### TASKS AND EXERCISES
a - List every area that the text on wetlands and drought says could suffer adverse effects if exceptional drought occurs without proper planning and mitigation.
b - From the text on wetlands and drought, extract the part that opens with the words containing "Some clues that" and closes with "compress under foot.".
c - According to the text on wetlands and drought, how long does the period of deficient precipitation in a drought usually last?
----- TEXT SECTION -----
Some clues that you may have a wetland:
  • Standing or flowing water.
  • Waterlogged soil.
  • Watermarks on trees.
  • Drift lines or piles of debris oriented in the direction of water movement.
  • Debris lodged in trees.
  • Thin layers of sediment deposited on leaves or other objects in the form of soil “crusts.”
  • The area is flooded, occurs in a floodplain, or has low spots where water is present just below or above the soil surface for part of the growing season.
  • The area has plant communities that occur in areas known for having standing water for at least part of the growing season.
  • The area has peat, mucky soils, or is soft enough to compress under foot.


What is drought?

Drought is a deficiency in precipitation over an extended period, usually a season or more, resulting in a water shortage causing adverse impacts on vegetation, animals, and/or people. It is a normal, recurrent feature of climate that occurs in virtually all climate zones, from very wet to very dry. Drought is a temporary aberration from normal climatic conditions, thus it can vary significantly from one region to another. Drought is different than aridity, which is a permanent feature of climate in regions where low precipitation is the norm, as in a desert.

Why care about drought?

With climate unpredictability becoming the new norm, an increase in drought periods is predicted by climatologists to be more frequent. If proper drought planning and mitigation are not implemented and exceptional drought occurs, adverse effects on public health and safety, economic activity, environmental resources, public services, and individual lifestyles are likely to occur.
----- INFORMATION SUPPLIED -----
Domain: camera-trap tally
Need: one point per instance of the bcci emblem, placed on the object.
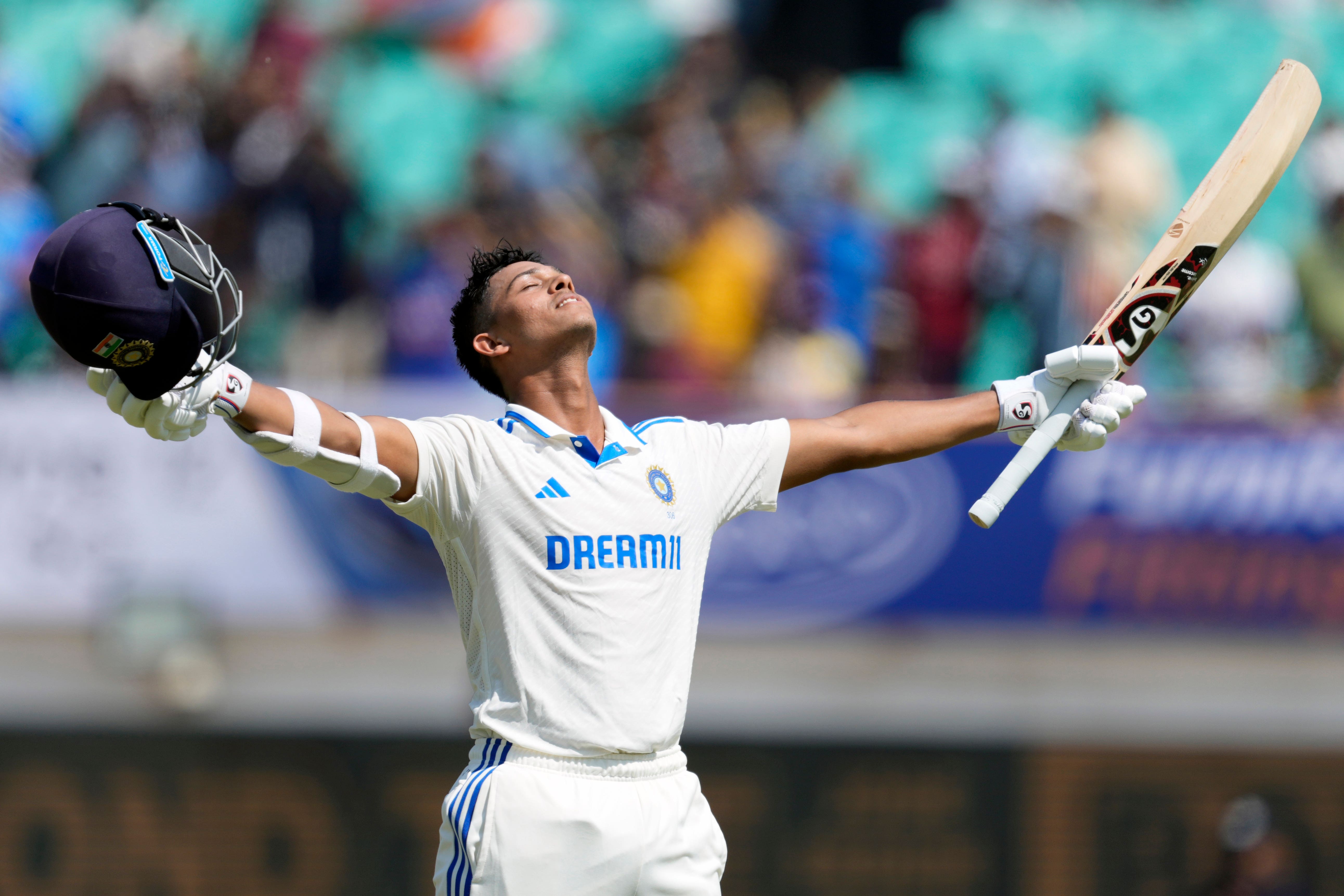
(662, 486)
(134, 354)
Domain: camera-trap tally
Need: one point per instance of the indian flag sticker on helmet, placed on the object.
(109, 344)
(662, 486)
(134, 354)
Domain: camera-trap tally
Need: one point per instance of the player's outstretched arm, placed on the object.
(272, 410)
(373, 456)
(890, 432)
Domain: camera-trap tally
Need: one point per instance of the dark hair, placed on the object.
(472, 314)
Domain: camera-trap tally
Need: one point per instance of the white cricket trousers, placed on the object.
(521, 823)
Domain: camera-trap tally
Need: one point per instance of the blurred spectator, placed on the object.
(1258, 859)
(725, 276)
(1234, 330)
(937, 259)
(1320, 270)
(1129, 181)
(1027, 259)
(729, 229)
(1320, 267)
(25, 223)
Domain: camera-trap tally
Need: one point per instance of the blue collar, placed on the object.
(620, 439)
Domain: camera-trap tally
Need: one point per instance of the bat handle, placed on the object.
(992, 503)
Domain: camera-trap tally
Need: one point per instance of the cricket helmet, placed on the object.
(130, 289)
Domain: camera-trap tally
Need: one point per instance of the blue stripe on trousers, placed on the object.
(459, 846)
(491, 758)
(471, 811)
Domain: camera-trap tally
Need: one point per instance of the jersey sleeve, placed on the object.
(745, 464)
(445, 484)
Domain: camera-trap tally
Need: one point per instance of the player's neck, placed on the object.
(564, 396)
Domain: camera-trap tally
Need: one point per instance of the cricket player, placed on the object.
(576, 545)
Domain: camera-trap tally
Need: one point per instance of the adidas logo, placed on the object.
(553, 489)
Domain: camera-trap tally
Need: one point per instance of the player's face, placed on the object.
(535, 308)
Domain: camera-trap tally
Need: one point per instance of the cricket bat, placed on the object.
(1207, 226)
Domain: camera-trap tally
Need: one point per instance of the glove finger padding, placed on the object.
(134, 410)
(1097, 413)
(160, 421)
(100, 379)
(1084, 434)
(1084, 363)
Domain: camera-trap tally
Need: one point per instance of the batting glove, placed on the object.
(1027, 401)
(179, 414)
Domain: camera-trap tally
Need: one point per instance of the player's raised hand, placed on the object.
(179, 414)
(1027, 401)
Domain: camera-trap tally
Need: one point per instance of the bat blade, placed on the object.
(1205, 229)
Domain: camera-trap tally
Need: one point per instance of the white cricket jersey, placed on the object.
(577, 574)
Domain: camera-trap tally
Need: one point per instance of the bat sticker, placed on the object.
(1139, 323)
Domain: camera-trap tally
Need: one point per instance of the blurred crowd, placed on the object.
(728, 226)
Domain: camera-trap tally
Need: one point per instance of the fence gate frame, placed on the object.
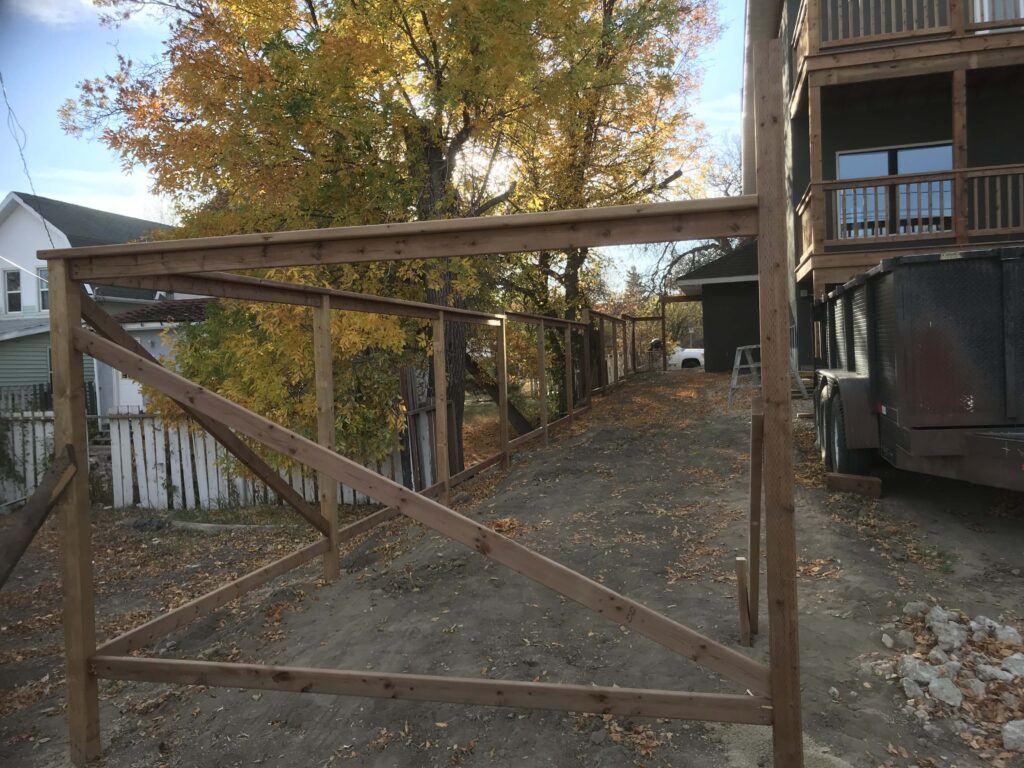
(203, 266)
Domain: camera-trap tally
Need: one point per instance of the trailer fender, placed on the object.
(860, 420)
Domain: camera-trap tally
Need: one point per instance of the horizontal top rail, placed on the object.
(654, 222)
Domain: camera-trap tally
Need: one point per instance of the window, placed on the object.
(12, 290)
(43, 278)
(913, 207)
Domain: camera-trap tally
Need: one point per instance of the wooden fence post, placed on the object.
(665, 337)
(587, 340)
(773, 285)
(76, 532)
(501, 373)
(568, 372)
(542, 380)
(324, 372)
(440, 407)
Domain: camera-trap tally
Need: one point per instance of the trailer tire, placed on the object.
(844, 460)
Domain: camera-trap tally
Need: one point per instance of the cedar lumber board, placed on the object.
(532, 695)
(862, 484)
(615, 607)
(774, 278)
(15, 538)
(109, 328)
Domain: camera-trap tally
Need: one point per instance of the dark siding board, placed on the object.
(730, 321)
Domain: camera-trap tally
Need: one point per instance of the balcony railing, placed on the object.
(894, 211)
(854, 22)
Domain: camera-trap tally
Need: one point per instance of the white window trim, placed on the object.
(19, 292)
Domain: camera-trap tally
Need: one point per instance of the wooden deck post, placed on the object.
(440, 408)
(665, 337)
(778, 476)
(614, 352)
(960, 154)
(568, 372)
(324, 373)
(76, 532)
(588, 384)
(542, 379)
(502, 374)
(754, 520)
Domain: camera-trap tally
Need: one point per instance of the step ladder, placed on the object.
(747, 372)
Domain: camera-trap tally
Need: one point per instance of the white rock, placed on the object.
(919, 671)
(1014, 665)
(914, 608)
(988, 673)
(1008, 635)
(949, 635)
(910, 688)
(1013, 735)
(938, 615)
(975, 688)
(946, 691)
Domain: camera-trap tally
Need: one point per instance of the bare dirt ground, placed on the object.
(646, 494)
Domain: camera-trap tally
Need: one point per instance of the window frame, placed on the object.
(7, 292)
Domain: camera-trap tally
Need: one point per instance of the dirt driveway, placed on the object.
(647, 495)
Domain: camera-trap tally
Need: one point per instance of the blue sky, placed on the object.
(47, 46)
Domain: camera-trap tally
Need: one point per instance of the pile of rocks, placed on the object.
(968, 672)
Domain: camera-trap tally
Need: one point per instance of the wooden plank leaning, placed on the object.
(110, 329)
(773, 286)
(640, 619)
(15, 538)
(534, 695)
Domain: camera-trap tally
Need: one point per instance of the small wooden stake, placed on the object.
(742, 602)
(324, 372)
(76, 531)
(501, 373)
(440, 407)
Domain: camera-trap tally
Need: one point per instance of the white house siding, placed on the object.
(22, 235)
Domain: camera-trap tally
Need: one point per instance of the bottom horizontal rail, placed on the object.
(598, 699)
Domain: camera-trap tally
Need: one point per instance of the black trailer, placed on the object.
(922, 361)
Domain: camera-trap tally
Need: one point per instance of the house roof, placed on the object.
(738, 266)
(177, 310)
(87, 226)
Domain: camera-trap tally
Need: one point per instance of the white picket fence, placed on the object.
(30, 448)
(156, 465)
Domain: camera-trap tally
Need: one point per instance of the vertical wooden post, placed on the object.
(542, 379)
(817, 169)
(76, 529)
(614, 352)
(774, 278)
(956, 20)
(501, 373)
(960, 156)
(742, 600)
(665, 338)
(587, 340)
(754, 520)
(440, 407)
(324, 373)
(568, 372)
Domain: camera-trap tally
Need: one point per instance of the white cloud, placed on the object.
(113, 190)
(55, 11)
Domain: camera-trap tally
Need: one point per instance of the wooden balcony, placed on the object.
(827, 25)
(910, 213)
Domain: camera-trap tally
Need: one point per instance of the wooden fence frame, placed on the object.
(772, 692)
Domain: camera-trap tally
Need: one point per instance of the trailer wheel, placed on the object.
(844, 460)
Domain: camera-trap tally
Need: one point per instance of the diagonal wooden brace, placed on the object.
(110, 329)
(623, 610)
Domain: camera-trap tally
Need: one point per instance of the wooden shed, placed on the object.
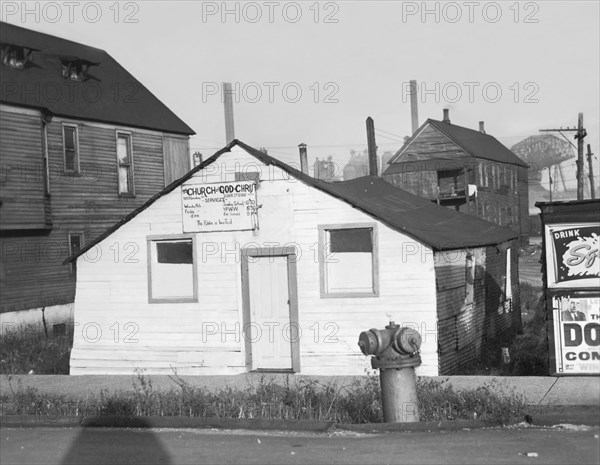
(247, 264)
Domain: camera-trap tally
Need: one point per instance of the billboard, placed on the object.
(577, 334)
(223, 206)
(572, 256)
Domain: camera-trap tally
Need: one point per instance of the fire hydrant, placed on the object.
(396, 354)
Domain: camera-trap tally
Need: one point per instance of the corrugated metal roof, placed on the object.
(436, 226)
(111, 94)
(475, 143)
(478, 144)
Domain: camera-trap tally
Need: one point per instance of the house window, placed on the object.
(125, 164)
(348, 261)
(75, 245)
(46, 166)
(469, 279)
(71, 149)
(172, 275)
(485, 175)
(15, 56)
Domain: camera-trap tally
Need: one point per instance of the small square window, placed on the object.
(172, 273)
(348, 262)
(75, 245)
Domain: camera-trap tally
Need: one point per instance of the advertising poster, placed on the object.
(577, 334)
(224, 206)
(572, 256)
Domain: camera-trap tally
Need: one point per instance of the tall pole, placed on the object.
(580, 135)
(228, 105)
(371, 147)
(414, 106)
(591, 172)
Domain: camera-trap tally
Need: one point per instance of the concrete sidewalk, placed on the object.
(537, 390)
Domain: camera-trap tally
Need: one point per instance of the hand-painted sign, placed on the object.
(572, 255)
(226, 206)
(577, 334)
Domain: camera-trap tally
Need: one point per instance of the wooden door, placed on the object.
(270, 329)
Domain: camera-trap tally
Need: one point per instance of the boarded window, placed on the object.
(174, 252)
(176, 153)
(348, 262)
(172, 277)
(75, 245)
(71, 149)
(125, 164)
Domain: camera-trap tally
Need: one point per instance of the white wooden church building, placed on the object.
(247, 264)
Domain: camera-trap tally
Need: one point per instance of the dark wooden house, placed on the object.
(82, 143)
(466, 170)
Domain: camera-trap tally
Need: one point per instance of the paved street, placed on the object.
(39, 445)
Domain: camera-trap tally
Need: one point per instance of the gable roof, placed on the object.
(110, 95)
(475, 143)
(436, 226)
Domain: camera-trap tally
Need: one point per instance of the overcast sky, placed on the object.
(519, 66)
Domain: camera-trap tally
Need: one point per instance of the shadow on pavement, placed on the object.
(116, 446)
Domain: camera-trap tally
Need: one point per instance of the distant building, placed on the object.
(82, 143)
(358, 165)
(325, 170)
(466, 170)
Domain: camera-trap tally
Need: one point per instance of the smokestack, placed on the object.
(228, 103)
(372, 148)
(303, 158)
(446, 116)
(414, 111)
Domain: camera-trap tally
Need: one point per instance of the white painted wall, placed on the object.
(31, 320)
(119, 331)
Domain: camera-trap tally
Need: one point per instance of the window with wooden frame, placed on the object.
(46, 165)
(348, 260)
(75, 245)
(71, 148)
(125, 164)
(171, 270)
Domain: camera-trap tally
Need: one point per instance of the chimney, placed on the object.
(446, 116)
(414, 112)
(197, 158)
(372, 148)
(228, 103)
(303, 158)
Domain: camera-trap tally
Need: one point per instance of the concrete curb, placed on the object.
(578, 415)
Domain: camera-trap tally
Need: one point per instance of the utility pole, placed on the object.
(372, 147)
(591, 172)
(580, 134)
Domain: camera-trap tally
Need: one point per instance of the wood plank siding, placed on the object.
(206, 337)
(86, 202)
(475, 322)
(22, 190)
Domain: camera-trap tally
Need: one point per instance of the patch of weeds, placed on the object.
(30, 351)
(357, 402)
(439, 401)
-----
### EXPECTED ANSWERS
a -
- Public health and safety
- Economic activity
- Environmental resources
- Public services
- Individual lifestyles

b -
Some clues that you may have a wetland:
  • Standing or flowing water.
  • Waterlogged soil.
  • Watermarks on trees.
  • Drift lines or piles of debris oriented in the direction of water movement.
  • Debris lodged in trees.
  • Thin layers of sediment deposited on leaves or other objects in the form of soil “crusts.”
  • The area is flooded, occurs in a floodplain, or has low spots where water is present just below or above the soil surface for part of the growing season.
  • The area has plant communities that occur in areas known for having standing water for at least part of the growing season.
  • The area has peat, mucky soils, or is soft enough to compress under foot.

c - Usually a season or more.